# Problem requirements
Answer from the amblyopia text:
(a) What percentage of children does amblyopia affect?
(b) After what age range may treatment not work at all?
(c) What medical term does the text give for droopy eyelid?

# Exercise text
----

Amblyopia (Lazy Eye)
What is amblyopia?
Amblyopia, also known as lazy eye or wandering eye, is a common vision problem in children. In most cases of amblyopia, your child’s brain ignores the signals coming from one eye, meaning the other eye is the only one being used.
Over time, the brain gets used to working with only one eye. The eye that’s being ignored by the brain doesn’t develop normal vision.
If treated while your child is young and the eyes are still developing, he has a good chance of overcoming amblyopia. The goal of treatment is to make your child’s brain use both eyes. Getting the eyes to work as a team becomes harder as your child grows. Early treatment is best; and treatment may not work at all if started after 7-10 years of age.
If left untreated, amblyopia may keep your child from developing normal vision.
Amblyopia affects 2-5 percent of children.
Amblyopia has three main causes:
- Strabismus, which occurs when a child’s eyes aren’t aligned (straight). The eyes don’t work together. This leads the brain to ignore one eye.
- Refractive error, or need for glasses. Children are especially at risk if one eye has larger need for glasses compared to other eye.
- Conditions that cause poor vision in one eye, like cataract or droopy eyelid (ptosis), which prompts the brain to ignore the blurry pictures seen by that eye.

----

(Dataset entries)
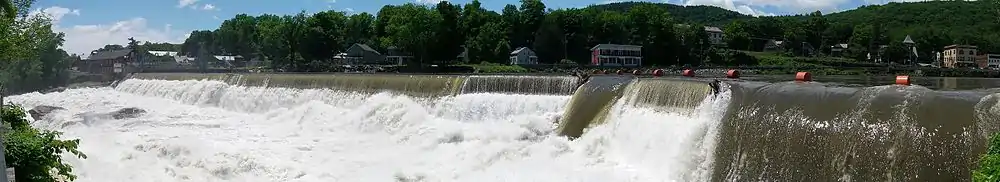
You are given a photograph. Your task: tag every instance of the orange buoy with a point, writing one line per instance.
(658, 72)
(803, 77)
(903, 80)
(688, 73)
(733, 74)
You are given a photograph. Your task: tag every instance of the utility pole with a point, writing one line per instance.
(3, 155)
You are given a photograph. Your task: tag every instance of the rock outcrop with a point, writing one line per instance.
(128, 112)
(41, 111)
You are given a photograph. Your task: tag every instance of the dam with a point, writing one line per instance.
(368, 127)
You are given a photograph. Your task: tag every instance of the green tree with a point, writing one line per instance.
(407, 27)
(7, 9)
(360, 29)
(323, 38)
(737, 35)
(532, 14)
(489, 44)
(513, 26)
(32, 152)
(449, 35)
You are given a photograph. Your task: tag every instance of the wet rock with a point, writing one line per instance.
(41, 111)
(129, 112)
(51, 90)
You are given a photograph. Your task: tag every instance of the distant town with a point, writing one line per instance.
(598, 37)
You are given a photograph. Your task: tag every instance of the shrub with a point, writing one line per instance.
(35, 153)
(989, 164)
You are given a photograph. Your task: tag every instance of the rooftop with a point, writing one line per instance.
(616, 47)
(112, 54)
(960, 46)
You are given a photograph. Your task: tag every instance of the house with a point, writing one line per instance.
(838, 49)
(523, 56)
(227, 61)
(993, 61)
(715, 35)
(361, 54)
(163, 53)
(959, 56)
(107, 63)
(397, 57)
(774, 45)
(616, 55)
(464, 56)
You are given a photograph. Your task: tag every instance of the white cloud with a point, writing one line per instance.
(430, 1)
(732, 5)
(209, 7)
(610, 1)
(183, 3)
(56, 13)
(81, 39)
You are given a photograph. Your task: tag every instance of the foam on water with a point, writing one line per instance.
(211, 131)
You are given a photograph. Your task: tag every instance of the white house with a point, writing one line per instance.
(715, 35)
(993, 60)
(616, 55)
(522, 56)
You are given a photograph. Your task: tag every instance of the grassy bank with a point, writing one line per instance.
(989, 164)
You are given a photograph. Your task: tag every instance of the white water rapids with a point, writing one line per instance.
(210, 131)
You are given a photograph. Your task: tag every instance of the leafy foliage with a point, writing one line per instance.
(670, 34)
(989, 163)
(30, 57)
(35, 153)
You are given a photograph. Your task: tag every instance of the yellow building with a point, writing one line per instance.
(959, 56)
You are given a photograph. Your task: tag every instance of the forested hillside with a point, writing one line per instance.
(932, 25)
(707, 15)
(437, 34)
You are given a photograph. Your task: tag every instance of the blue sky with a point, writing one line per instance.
(91, 24)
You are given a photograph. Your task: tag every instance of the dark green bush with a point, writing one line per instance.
(35, 153)
(989, 164)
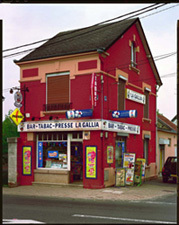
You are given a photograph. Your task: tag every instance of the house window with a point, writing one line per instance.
(146, 150)
(57, 87)
(133, 54)
(121, 94)
(146, 106)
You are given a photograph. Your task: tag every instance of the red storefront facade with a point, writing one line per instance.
(117, 74)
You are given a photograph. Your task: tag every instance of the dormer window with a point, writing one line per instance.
(133, 55)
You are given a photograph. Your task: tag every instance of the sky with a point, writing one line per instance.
(28, 23)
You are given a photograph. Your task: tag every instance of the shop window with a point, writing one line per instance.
(146, 150)
(52, 155)
(121, 94)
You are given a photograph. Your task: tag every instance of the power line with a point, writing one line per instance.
(10, 49)
(155, 6)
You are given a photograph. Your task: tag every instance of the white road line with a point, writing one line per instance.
(20, 221)
(150, 202)
(124, 219)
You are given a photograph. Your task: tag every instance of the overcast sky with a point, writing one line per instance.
(28, 23)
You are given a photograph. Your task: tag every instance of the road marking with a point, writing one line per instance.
(114, 192)
(124, 219)
(18, 221)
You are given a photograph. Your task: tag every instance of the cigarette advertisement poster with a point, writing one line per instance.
(27, 160)
(109, 154)
(129, 160)
(120, 177)
(138, 172)
(129, 176)
(91, 162)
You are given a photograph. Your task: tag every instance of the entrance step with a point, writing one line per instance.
(74, 184)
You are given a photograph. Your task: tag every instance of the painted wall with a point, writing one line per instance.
(107, 70)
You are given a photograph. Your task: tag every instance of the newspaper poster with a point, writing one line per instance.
(120, 177)
(129, 176)
(143, 166)
(129, 160)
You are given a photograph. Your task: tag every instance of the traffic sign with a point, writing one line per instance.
(16, 116)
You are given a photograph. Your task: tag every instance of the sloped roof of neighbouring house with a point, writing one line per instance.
(165, 124)
(89, 39)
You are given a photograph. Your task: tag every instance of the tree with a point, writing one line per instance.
(9, 129)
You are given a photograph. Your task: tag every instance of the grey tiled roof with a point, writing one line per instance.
(81, 40)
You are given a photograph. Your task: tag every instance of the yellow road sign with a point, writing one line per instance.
(16, 116)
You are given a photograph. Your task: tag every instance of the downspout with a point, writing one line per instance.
(156, 141)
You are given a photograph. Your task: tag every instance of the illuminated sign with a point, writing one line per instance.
(79, 113)
(135, 96)
(124, 114)
(16, 116)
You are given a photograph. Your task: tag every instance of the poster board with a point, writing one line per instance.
(91, 162)
(120, 177)
(129, 160)
(143, 166)
(27, 160)
(129, 176)
(110, 151)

----

# Result below
(a) 2-5 percent
(b) 7-10 years of age
(c) Ptosis